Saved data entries
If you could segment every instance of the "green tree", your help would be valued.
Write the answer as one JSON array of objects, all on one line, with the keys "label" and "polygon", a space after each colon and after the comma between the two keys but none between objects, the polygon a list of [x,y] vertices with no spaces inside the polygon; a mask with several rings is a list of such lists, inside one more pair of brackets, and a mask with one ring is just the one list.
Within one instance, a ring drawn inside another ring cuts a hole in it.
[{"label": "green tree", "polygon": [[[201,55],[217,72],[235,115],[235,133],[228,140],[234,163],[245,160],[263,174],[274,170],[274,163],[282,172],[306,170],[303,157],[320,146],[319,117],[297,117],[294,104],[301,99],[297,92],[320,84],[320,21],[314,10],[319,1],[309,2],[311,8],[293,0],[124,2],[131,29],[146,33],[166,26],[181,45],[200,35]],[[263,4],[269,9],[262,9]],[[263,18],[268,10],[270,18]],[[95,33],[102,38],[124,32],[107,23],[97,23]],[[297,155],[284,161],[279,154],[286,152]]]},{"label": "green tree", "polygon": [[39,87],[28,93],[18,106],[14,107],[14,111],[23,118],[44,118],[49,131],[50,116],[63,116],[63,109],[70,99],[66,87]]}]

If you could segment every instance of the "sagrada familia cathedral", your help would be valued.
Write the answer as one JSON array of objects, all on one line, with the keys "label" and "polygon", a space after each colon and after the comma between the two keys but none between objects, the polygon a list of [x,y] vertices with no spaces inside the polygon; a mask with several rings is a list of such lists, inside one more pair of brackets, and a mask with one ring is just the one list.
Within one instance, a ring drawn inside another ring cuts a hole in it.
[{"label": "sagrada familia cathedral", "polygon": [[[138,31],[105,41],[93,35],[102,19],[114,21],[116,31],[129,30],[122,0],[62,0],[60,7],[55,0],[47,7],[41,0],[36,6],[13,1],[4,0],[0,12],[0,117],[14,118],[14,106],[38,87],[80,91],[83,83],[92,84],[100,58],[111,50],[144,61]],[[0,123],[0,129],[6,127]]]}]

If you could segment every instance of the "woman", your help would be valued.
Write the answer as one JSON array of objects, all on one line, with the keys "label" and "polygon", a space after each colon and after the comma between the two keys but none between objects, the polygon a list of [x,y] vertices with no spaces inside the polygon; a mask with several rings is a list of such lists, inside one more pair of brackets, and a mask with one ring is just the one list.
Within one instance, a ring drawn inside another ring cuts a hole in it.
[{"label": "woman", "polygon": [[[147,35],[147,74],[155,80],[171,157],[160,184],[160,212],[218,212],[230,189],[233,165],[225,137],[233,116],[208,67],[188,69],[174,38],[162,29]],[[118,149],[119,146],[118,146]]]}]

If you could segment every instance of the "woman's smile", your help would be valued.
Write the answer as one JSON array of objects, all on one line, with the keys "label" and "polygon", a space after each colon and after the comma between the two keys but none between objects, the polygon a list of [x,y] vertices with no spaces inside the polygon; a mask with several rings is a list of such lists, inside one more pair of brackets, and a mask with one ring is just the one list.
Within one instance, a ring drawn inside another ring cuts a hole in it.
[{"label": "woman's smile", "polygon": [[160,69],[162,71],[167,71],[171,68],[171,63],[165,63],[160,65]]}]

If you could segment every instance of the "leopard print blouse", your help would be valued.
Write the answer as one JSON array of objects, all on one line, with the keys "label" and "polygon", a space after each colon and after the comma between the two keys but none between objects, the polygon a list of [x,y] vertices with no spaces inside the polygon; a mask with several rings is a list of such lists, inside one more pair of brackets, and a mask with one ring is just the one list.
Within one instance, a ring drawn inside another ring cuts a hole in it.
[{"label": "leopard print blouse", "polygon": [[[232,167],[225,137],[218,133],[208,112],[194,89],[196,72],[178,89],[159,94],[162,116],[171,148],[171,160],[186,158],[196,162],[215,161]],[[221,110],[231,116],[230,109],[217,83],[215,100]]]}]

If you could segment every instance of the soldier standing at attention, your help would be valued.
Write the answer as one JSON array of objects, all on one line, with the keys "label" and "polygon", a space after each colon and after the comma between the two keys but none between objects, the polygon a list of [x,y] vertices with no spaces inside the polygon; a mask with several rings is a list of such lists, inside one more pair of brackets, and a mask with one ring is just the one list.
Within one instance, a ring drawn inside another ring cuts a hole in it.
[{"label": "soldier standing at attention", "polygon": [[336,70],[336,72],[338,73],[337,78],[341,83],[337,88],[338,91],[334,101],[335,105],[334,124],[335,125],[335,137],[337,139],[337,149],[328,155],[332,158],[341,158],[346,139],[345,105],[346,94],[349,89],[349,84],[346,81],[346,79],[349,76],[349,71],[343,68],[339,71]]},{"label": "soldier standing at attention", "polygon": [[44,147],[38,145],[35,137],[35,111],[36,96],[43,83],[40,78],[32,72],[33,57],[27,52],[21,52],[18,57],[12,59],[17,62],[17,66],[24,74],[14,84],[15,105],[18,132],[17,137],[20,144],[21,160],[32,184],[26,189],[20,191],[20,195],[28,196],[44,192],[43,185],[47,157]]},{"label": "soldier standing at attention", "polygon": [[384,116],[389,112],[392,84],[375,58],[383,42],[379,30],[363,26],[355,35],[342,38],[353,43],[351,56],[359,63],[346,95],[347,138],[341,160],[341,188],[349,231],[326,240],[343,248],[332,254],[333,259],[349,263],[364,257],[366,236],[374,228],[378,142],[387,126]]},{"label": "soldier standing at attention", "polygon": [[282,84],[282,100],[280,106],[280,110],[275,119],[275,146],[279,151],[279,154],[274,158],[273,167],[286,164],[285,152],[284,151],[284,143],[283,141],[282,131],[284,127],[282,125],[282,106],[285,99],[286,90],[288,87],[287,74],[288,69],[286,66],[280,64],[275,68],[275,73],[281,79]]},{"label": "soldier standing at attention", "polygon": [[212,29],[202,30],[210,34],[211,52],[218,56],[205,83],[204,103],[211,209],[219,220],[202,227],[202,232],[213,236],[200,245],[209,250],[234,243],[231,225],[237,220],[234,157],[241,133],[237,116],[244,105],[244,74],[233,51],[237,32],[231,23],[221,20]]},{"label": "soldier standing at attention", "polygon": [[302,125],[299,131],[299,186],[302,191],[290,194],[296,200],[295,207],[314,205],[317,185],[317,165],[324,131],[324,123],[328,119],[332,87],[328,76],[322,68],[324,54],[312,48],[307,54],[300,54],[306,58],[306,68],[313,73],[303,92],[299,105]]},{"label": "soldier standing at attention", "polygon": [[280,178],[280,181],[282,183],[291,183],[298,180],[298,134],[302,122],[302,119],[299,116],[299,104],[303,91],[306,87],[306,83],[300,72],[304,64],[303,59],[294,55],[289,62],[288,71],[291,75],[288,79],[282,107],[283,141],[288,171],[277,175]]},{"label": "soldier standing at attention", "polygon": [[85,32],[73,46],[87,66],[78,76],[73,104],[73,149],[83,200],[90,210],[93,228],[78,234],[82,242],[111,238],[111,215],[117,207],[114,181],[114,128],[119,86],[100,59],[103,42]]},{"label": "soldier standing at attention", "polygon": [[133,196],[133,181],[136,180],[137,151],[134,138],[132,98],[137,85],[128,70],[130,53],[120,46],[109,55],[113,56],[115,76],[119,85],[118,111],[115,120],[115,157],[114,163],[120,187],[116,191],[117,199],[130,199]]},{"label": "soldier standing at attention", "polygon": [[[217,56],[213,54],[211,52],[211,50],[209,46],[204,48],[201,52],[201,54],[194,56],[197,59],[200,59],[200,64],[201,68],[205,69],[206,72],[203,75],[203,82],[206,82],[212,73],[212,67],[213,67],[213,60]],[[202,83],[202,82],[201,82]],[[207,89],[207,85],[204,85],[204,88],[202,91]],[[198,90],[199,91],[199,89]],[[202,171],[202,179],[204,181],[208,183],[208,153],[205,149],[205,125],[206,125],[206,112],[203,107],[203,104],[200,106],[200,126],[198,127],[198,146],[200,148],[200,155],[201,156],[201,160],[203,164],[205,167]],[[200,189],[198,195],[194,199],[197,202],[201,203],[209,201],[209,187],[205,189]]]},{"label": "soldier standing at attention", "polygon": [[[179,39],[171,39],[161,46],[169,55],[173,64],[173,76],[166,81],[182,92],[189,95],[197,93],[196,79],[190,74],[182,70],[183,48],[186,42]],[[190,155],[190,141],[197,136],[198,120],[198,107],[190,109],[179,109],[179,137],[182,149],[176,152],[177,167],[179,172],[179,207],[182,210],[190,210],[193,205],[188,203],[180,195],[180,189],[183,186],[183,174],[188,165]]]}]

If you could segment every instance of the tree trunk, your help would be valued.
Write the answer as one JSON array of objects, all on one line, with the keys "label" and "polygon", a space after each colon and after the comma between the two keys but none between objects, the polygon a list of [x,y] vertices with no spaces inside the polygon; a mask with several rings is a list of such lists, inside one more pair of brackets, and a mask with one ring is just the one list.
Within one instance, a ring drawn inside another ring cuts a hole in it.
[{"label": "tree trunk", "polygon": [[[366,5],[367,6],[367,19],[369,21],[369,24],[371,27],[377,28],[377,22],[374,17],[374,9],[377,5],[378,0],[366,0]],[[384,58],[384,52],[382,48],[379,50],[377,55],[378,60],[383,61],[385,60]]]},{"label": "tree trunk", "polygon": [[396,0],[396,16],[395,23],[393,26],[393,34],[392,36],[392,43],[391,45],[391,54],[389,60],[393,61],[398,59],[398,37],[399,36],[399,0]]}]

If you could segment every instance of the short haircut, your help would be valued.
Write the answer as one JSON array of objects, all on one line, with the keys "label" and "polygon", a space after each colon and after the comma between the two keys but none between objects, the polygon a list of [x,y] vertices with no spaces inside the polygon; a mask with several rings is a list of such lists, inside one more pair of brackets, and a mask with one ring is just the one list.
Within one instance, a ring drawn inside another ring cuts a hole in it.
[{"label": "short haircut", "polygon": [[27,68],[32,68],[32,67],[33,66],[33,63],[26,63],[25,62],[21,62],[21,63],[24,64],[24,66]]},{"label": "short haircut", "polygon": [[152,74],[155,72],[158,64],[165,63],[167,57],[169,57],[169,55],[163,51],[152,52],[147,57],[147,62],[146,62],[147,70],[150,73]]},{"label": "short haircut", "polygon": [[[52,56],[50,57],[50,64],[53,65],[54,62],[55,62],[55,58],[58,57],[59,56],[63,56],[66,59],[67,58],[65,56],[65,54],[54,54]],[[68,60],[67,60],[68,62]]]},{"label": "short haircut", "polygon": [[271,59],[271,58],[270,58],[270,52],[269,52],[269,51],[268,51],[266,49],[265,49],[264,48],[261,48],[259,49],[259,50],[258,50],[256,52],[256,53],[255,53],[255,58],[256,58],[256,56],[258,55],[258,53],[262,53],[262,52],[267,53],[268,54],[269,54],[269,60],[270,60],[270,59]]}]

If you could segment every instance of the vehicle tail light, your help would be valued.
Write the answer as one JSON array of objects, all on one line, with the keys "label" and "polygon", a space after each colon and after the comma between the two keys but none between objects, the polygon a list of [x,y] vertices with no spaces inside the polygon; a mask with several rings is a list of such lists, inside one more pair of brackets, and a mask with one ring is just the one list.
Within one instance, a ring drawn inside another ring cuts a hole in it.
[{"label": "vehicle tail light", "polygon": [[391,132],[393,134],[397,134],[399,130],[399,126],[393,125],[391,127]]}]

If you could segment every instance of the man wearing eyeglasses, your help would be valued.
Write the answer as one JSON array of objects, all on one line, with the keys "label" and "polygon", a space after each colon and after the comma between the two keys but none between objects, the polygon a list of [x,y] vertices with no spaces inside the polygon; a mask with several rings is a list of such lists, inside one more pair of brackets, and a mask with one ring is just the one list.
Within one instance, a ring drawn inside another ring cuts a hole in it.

*Work to do*
Give again the lines from the line holding "If you could segment every instance of the vehicle" through the close of the listing, both included, exactly as written and with nothing else.

*Expected answer*
If you could segment every instance of the vehicle tail light, your help would be valued.
Write the answer as one JSON array of objects, all on one line, with the keys "label" and "polygon", a space after each colon and after the comma between the two keys but none between objects, the polygon a list of [x,y] vertices with no spaces inside the polygon; a mask with several rings is a list of such lists, inside one more pair of brackets, and a mask with one ring is just the one list.
Within one instance, a ring drawn inside another ring cuts a hole in it.
[{"label": "vehicle tail light", "polygon": [[391,132],[393,134],[397,134],[399,130],[399,126],[393,125],[391,127]]}]

If you could segment every instance of the man wearing eyeglasses, your help would be valued.
Write the answer as one JSON array of objects, all on one line, with the keys "label" and "polygon", a space after each colon and after the comma between the two keys but none between objects, the polygon a list of [x,y] vertices with no spaces inside the polygon; a mask with several rings is a list of such lists, inside one more pair of brackets, and a mask with one ring is just the one list.
Within one instance, a ring drawn inside another ring cuts a hole in it.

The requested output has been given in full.